* _OBJECTIVE_:
Repeat each line of the records below word for word, in the same order. Leave the pictures out of your answer.

* _DATA FOR PROCESSING_:
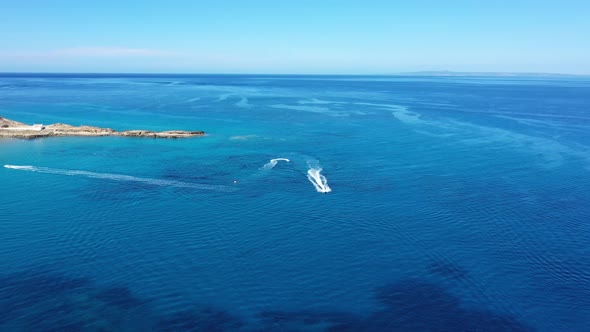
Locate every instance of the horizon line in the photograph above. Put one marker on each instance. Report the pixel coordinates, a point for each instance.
(441, 73)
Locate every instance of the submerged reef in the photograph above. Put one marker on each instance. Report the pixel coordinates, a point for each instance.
(42, 300)
(14, 129)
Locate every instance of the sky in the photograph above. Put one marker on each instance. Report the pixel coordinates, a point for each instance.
(295, 36)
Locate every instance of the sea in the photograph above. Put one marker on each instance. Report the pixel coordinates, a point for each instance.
(313, 203)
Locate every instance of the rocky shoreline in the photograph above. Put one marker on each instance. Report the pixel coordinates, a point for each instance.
(14, 129)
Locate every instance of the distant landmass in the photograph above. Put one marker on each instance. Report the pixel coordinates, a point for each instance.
(467, 73)
(14, 129)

* _SOLUTION TO THIS PROBLEM_:
Locate every instance of the horizon line in the photograph above. Put one marker on each instance. Report the pixel coordinates, a point for each instance.
(441, 73)
Locate every instance of the submerged reef in the photograph above. Put one marker on each instance. Report the pixel coordinates, a point for each instance.
(42, 300)
(14, 129)
Locate every instance of the sky in the photograph above. Put one marker on each instance. Report the pixel coordinates, a point for each instance.
(295, 36)
Locate every instance of the sea in the photograph above. Put one marker on each instance. Report the pixel coordinates, a point for each instance.
(313, 203)
Locate every instance of the rocky shoreline in the photograph above. Put one marker on each instance. Report the pixel coordinates, a point for each instance.
(14, 129)
Locate every instance of the distant landmass in the photograph above. Put one marker on each instance. Report the pixel coordinates, a point for each instance.
(467, 73)
(14, 129)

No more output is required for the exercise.